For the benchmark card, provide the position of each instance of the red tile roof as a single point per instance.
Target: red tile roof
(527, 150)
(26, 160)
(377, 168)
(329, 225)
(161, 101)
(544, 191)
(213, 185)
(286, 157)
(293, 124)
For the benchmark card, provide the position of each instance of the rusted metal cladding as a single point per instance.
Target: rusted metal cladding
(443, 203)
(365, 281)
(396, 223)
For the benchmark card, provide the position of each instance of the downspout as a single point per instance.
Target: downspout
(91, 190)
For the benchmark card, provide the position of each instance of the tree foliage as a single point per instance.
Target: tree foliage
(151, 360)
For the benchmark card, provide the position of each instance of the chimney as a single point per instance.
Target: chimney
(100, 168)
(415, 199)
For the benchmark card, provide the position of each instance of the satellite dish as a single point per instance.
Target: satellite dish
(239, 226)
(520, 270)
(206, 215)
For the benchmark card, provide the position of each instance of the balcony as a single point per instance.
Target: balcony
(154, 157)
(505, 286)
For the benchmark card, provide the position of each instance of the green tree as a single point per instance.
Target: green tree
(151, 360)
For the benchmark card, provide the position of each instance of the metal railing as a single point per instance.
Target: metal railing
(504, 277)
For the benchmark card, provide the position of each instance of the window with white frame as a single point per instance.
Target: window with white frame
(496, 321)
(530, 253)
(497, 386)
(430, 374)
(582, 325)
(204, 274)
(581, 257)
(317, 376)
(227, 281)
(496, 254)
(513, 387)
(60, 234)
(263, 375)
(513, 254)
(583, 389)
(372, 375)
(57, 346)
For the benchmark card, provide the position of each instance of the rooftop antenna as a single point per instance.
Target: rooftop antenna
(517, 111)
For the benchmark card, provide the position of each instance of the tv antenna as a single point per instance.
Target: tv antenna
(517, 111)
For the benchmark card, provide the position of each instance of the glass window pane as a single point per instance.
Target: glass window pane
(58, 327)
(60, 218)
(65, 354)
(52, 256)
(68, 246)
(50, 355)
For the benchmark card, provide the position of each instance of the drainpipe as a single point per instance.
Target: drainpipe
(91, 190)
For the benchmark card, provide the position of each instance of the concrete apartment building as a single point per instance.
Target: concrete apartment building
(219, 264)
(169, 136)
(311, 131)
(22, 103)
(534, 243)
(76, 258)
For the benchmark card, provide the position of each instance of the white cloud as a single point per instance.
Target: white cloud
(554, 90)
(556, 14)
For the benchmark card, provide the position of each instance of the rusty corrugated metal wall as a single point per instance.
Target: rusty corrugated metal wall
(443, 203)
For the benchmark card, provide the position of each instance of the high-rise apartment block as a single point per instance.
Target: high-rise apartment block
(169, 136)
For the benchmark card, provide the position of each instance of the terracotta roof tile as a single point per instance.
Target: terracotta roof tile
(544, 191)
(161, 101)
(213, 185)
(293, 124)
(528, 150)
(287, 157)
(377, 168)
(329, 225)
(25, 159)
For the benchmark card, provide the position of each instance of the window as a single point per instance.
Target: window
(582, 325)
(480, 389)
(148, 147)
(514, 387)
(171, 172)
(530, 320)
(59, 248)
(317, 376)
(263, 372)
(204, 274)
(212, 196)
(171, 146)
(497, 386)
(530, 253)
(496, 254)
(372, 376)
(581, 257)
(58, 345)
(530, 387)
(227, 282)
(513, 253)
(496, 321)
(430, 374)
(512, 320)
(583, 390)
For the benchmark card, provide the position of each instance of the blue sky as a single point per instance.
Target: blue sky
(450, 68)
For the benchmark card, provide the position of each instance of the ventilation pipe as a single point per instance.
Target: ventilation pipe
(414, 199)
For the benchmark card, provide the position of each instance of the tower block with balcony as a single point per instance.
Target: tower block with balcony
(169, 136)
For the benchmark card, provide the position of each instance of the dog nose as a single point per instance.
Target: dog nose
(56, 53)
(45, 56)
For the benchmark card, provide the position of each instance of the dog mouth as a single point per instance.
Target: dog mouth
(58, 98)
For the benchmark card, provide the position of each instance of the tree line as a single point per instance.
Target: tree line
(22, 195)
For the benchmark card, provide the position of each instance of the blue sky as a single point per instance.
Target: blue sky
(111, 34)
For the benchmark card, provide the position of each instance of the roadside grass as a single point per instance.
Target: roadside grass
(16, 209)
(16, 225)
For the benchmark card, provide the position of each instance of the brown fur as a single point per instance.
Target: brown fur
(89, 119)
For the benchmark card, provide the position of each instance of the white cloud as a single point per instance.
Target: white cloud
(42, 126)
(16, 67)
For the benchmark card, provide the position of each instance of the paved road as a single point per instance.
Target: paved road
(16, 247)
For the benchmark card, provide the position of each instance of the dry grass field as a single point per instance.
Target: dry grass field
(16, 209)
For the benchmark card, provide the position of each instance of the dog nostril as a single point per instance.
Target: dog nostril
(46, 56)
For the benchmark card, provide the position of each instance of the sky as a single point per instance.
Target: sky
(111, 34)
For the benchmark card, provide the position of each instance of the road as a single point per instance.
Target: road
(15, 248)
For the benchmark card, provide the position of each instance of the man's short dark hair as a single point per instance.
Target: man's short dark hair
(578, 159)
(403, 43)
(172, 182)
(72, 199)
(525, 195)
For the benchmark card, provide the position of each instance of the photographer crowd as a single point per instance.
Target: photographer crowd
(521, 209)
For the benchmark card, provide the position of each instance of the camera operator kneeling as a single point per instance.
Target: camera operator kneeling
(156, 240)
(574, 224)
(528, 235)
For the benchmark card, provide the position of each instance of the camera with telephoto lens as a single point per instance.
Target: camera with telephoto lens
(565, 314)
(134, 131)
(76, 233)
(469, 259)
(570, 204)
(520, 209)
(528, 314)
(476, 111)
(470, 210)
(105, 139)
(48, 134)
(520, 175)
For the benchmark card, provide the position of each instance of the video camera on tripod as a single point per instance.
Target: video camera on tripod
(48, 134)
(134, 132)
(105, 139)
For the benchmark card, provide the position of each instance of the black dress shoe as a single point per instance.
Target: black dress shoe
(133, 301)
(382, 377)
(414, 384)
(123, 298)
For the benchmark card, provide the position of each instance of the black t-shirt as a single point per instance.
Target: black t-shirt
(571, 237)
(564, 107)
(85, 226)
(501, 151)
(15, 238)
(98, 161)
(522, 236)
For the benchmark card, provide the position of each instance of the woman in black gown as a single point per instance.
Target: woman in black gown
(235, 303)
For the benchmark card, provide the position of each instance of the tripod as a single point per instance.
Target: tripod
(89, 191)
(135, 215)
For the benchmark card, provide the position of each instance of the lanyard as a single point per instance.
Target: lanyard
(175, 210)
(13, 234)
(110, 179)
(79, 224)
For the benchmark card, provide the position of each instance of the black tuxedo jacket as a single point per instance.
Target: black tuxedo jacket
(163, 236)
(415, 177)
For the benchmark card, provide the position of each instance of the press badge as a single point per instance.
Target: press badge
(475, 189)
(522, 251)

EXERCISE DETAILS. Transcribe each entry exactly.

FINISHED EXERCISE.
For the benchmark card, provide the position of each instance of the red tile roof as a single point per instance.
Target: red tile roof
(527, 150)
(26, 160)
(377, 168)
(329, 225)
(161, 101)
(544, 191)
(213, 185)
(286, 157)
(293, 124)
For the benchmark card, provide the position of each instance of the rusted metal cladding as a single point per instance.
Target: rusted metal cladding
(443, 203)
(365, 281)
(396, 223)
For the benchmark card, provide the position of each instance of the downspout as a single point per instance.
Target: downspout
(91, 190)
For the benchmark card, provide the position of each instance of the tree foliage as a single point per instance.
Target: tree foliage
(151, 360)
For the benchmark card, provide the position of each instance of the chimney as a single point per instance.
Target: chimney
(100, 168)
(415, 199)
For the benchmark card, provide the position of each instance of the satellite dish as a single point per instance.
Target: satellite dish
(239, 226)
(520, 270)
(206, 215)
For the benchmark card, provide the position of each instance of the balcony as a single point per instance.
Target: balcony
(154, 157)
(505, 286)
For the benchmark card, provide the position of each instance of the green tree as a single point per instance.
Target: green tree
(151, 360)
For the benchmark card, provide the position of each instance of the metal railing as a single point per instance.
Target: metal railing
(504, 277)
For the benchmark card, provide the position of each instance of the window with white frame as a single point per instance.
Target: window with white frame
(496, 321)
(530, 253)
(497, 386)
(430, 374)
(582, 325)
(204, 274)
(581, 257)
(317, 376)
(227, 281)
(496, 254)
(513, 387)
(60, 234)
(263, 375)
(513, 254)
(583, 389)
(372, 375)
(57, 346)
For the benchmark card, provide the position of each instance of the rooftop antenna as a single point per instance.
Target: rooftop antenna
(517, 111)
For the benchmark card, provide the position of each instance of the tv antenna as a single point per instance.
Target: tv antenna
(517, 111)
For the benchmark card, provide the position of each instance of the glass window pane as a single point per instance.
Target: glass window pane
(58, 327)
(60, 218)
(65, 354)
(52, 256)
(68, 246)
(50, 355)
For the benchmark card, provide the position of each instance of the drainpipe as a single point per instance.
Target: drainpipe
(91, 190)
For the benchmark card, provide the position of each instance of the concrete apartment building as a single point per instance.
Target: concrete apartment building
(219, 264)
(169, 136)
(311, 131)
(22, 103)
(534, 243)
(76, 258)
For the benchmark card, provide the position of each instance of the white cloud as a single point per instance.
Target: white cloud
(554, 90)
(556, 14)
For the benchmark card, provide the position of each instance of the rusty corrugated metal wall as a single point per instance.
Target: rusty corrugated metal wall
(443, 203)
For the benchmark card, provide the position of each instance of the high-rise apartment block as a single point per instance.
Target: high-rise apartment block
(169, 136)
For the benchmark card, provide the position of each instance of the terracotta roof tile as a single point per instance.
Target: terracotta roof tile
(544, 191)
(161, 101)
(213, 185)
(293, 124)
(528, 150)
(287, 157)
(377, 168)
(329, 225)
(25, 159)
For the benchmark card, provide the position of each instance of the window as a single point per instance.
Target: window
(582, 325)
(480, 389)
(148, 147)
(514, 387)
(171, 172)
(530, 320)
(59, 248)
(317, 376)
(263, 372)
(204, 274)
(212, 196)
(171, 146)
(497, 386)
(530, 253)
(496, 254)
(372, 376)
(581, 257)
(58, 345)
(530, 387)
(227, 282)
(513, 253)
(496, 321)
(430, 374)
(512, 320)
(583, 390)
For the benchmark card, provide the position of each instance of the blue sky as a single point per instance.
Target: blue sky
(450, 68)
For the benchmark card, provide the position of each instance of the ventilation pipe as a single point per instance.
Target: ventilation pipe
(414, 199)
For the benchmark card, provide the position of each instance of the tower block with balcony as a single point per instance.
Target: tower block with balcony
(169, 136)
For the benchmark card, provide the position of each instance of the dog nose as a single point per instance.
Target: dog nose
(56, 53)
(45, 56)
For the benchmark card, provide the position of each instance of the dog mouth as a single point per instance.
Target: dog mouth
(58, 98)
For the benchmark card, provide the position of each instance of the tree line as a single point per instance.
Target: tree line
(22, 195)
For the benchmark card, provide the position of each instance of the blue sky as a single point per instance.
Target: blue sky
(111, 34)
For the benchmark card, provide the position of each instance of the roadside grass as a single point per instance.
Target: roadside grass
(16, 209)
(16, 225)
For the benchmark card, provide the position of each instance of the brown fur as a single point per instance.
Target: brown fur
(89, 119)
For the benchmark card, provide the position of each instance of the white cloud as a single point per instance.
Target: white cloud
(42, 126)
(16, 67)
For the benchmark card, provide the position of each instance of the paved road as a single point per instance.
Target: paved road
(16, 247)
For the benchmark card, provide the position of each instance of the dry grass field as a single point per instance.
Target: dry grass field
(16, 209)
For the benchmark card, provide the position of each instance of the dog nostril as a single point per instance.
Target: dog nostril
(46, 56)
For the benchmark card, provide the position of each instance of the sky as a single point per instance.
Target: sky
(111, 34)
For the benchmark card, provide the position of each instance of the road as a single point per instance.
Target: road
(15, 248)
For the benchmark card, provide the position of each instance of the man's short dark hair as a single point per instance.
Target: man's short dark hair
(578, 159)
(403, 43)
(172, 182)
(72, 199)
(525, 195)
For the benchmark card, provide the position of each instance of the photographer crowd as a single point per instance.
Target: photographer crowd
(521, 209)
For the benchmark card, provide the position of each instance of the camera operator kneeling as a single point per instance.
Target: camera operator kneeling
(156, 240)
(574, 224)
(528, 235)
For the benchmark card, provide the position of each instance of the camera with telephoto lens as a single point per instance.
Target: camera with telephoto lens
(565, 314)
(134, 131)
(76, 233)
(469, 259)
(570, 204)
(520, 209)
(528, 314)
(476, 111)
(470, 210)
(105, 139)
(48, 134)
(520, 175)
For the benchmark card, provide the position of each instance of the video camera on tripod as a single point per instance.
Target: video camera on tripod
(48, 134)
(134, 132)
(105, 139)
For the benchmark card, provide the position of each instance of the black dress shoe as a single point per instance.
Target: black dress shoe
(133, 301)
(382, 377)
(414, 384)
(123, 298)
For the benchmark card, provide the position of each instance of the black t-shirt as a single point per instance.
Target: black t-shirt
(571, 237)
(564, 107)
(85, 226)
(501, 151)
(15, 238)
(98, 161)
(522, 236)
For the benchmark card, provide the position of each instance of the woman in black gown as a single point per instance.
Target: woman in black gown
(235, 303)
For the benchmark card, provide the position of each instance of the tripod as a single point per instance.
Target: tripod
(89, 191)
(135, 215)
For the benchmark card, provide the position of each instance of the lanyard as a single point per instance.
Target: lanyard
(175, 210)
(13, 234)
(110, 179)
(79, 224)
For the benchmark card, provide the position of each instance of the black tuxedo jacket as a single point per instance.
Target: black tuxedo jacket
(163, 236)
(415, 177)
For the benchmark card, provide the position of each instance of the press badge as a single point per instance.
Target: press badge
(475, 189)
(522, 251)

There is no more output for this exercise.